Point annotations for photos
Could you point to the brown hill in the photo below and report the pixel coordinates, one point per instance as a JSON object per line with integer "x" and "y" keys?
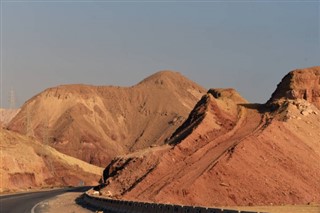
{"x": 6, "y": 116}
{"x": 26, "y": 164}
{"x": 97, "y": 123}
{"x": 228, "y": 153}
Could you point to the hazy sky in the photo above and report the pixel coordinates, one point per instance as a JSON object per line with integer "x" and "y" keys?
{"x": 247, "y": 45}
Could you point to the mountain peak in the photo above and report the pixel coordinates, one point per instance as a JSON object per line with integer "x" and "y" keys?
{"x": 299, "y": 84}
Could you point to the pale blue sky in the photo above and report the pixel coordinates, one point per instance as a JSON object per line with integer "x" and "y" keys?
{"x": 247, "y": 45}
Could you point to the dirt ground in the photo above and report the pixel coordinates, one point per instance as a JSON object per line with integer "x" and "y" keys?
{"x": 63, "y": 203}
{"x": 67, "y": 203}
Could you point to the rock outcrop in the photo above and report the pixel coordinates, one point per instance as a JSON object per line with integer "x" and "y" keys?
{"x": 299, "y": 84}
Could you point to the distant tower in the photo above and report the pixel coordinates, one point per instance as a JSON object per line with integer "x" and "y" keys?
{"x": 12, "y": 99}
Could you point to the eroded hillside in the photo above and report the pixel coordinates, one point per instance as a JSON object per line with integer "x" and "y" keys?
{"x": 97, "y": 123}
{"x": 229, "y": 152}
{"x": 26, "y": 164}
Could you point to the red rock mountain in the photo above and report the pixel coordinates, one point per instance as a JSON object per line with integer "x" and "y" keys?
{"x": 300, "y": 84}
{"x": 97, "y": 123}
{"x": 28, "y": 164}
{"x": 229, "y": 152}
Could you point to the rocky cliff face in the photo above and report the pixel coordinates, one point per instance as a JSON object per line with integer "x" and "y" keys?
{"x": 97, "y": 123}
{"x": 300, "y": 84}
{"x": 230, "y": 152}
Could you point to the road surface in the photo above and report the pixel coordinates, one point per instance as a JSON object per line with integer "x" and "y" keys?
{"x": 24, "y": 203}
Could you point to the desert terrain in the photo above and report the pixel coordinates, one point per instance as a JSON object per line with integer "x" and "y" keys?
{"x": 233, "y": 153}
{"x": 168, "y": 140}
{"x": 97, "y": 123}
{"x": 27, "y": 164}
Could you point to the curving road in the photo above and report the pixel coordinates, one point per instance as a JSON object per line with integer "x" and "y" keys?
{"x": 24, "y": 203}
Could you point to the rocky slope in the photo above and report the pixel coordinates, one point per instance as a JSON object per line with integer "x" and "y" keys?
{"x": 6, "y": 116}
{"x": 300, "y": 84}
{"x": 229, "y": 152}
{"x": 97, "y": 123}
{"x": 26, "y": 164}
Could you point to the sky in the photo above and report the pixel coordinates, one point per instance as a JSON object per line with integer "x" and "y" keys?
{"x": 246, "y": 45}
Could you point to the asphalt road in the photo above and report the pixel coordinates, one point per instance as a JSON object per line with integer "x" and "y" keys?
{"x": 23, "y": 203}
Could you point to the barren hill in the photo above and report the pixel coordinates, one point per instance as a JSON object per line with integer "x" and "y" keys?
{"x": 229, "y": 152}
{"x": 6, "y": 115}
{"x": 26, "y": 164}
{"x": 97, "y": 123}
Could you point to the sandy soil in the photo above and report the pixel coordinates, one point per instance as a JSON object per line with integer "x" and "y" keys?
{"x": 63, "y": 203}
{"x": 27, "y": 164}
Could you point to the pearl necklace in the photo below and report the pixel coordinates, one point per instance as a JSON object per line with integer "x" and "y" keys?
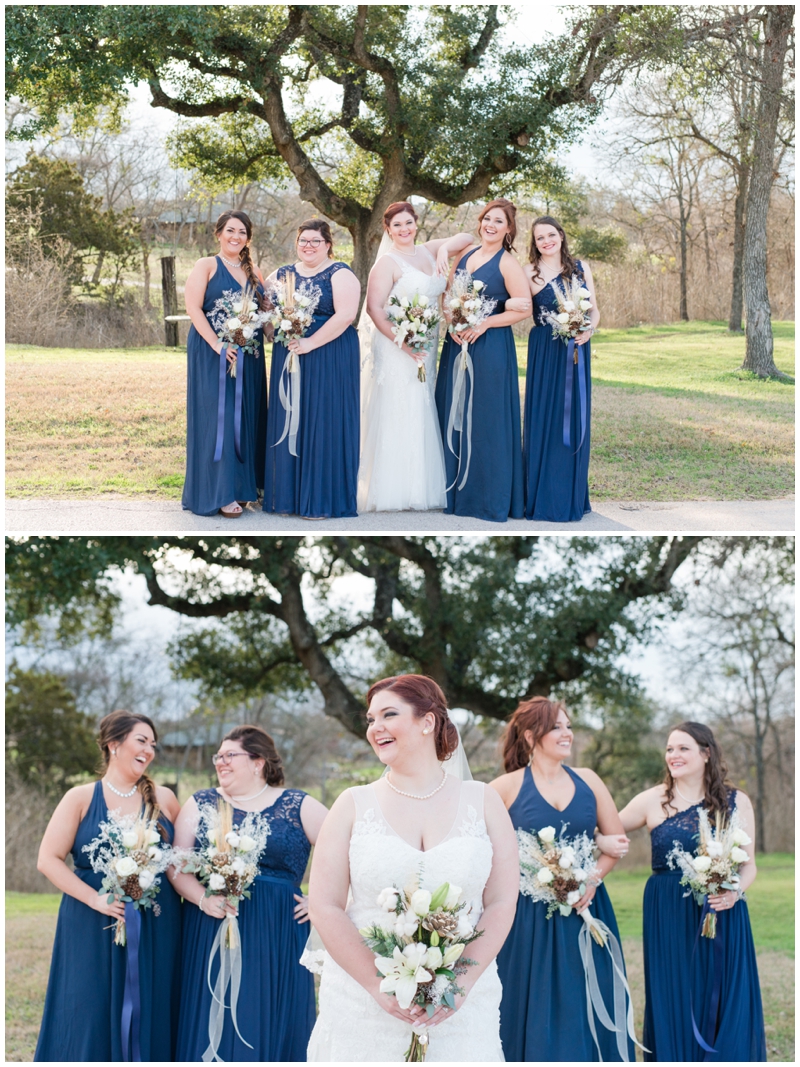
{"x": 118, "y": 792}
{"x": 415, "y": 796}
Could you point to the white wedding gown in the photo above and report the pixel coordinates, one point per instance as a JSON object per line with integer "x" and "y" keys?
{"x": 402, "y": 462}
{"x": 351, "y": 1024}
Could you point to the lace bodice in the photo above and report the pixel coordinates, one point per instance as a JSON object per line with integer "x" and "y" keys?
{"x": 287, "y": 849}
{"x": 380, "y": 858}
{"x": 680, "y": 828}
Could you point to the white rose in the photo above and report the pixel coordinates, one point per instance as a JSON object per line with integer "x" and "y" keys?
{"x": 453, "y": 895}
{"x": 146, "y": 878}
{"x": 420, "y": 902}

** Your objective **
Without including the pictures, return each record above exactly as it stands.

** Exercise output **
Could you point to the brown hill in the photo below and report the pixel coordinates, one point per instance as a JSON object per line with integer "x" and "y" keys?
{"x": 6, "y": 116}
{"x": 26, "y": 164}
{"x": 97, "y": 123}
{"x": 228, "y": 153}
Could you point to the hazy sky in the photo above and report the pixel coordinates, one point per instance as a JSON object per line with integer "x" and "y" keys?
{"x": 247, "y": 45}
Could you point to the mountain peak in the photo above and report the pixel coordinates, one point per instance as a JSON object per line with integer "x" and "y" keys?
{"x": 299, "y": 84}
Could you point to the pale blue sky in the photo above and report the pixel coordinates, one point per instance as a JSON object per line with integer "x" and "y" keys?
{"x": 247, "y": 45}
Could you point to the dirt ground in the photo above and report the pixel coordinates, one point per instance as a JSON object per line with integer "x" and "y" keys?
{"x": 63, "y": 203}
{"x": 67, "y": 203}
Could you point to the rock outcrop in the photo above and report the pixel coordinates, one point per instance as a JSON object per line with integer "x" and "y" keys?
{"x": 299, "y": 84}
Could you point to the distant tower in the photo above and report the pixel coordinates, one point per instance as a JSON object per line with integer "x" and "y" keys?
{"x": 12, "y": 99}
Could you point to the eroded hillside in the photo above and report the pixel coordinates, one point per instance as a JSON object per line with integer "x" and "y" keys?
{"x": 97, "y": 123}
{"x": 229, "y": 152}
{"x": 26, "y": 164}
Could you point to the red rock mountain in the photo above and report the pixel coordinates, one point per instance as a JSON object per line with integer "x" and "y" keys?
{"x": 300, "y": 84}
{"x": 97, "y": 123}
{"x": 28, "y": 164}
{"x": 229, "y": 152}
Could you point to the rocky cliff face in the photo above and report the pixel coordinates, one point per instance as a JSON object per line with integer "x" and "y" keys?
{"x": 97, "y": 123}
{"x": 300, "y": 84}
{"x": 230, "y": 152}
Could you point to the road surface in the photo above and report the pixel coordinates, one point per instance as a JSON object per line with integer "x" and "y" keys?
{"x": 24, "y": 203}
Could you point to the desert terrain in the photo above and report the pixel coordinates, one point per instance as a JSON object per line with integer "x" and "y" keys?
{"x": 233, "y": 153}
{"x": 168, "y": 140}
{"x": 97, "y": 123}
{"x": 27, "y": 164}
Could you point to the curving road in the photo above and report the pixel coordinates, one point per instance as a JSON object per line with integer "x" and "y" keys?
{"x": 24, "y": 203}
Could you point to the rocky slope in the photo above and report the pixel coordinates, one point per instance as a JSON object per line with integer "x" and "y" keys?
{"x": 6, "y": 116}
{"x": 300, "y": 84}
{"x": 229, "y": 152}
{"x": 97, "y": 123}
{"x": 26, "y": 164}
Could you point to the sky in the photo above and report the pixel coordinates, one point per instance as a JSON object per line with integer "x" and "y" keys?
{"x": 246, "y": 45}
Could you point to the asphalt road in the photo above and report the pixel coordinates, one point per instance as a JSON object per line with integer "x" and "y" keys?
{"x": 23, "y": 203}
Could you point to the barren hill in the photo above and report the pixel coordinates, one point per instance as a JSON object per line with integer "x" and "y" keys?
{"x": 229, "y": 152}
{"x": 6, "y": 115}
{"x": 26, "y": 164}
{"x": 97, "y": 123}
Could you point to the sandy soil in the photo above and report the pixel coordinates, one point per instance as a JSON object per line with integer "x" and "y" keys?
{"x": 63, "y": 203}
{"x": 27, "y": 164}
Could you point to the pearl necklace in the photo below and report the pixel coordinates, one point per instance as a JSON object per line with integer "x" and "y" keys?
{"x": 118, "y": 792}
{"x": 415, "y": 796}
Could you point to the white wedding gown in the photo above and report the pixel coordinates, one point per instance as a JSON object per line with integer "x" and "y" keys?
{"x": 402, "y": 462}
{"x": 351, "y": 1024}
Could you point to the lace bodice in the photo above and report the pixel coordinates, one point per instance as a JSON object per line with integer "x" and "y" keys?
{"x": 287, "y": 849}
{"x": 380, "y": 858}
{"x": 680, "y": 828}
Could you point to the white rose in the photo above and report the pixel coordinates, one point per instance as a JSON object per line with integer "x" and "y" keys?
{"x": 453, "y": 895}
{"x": 146, "y": 878}
{"x": 420, "y": 902}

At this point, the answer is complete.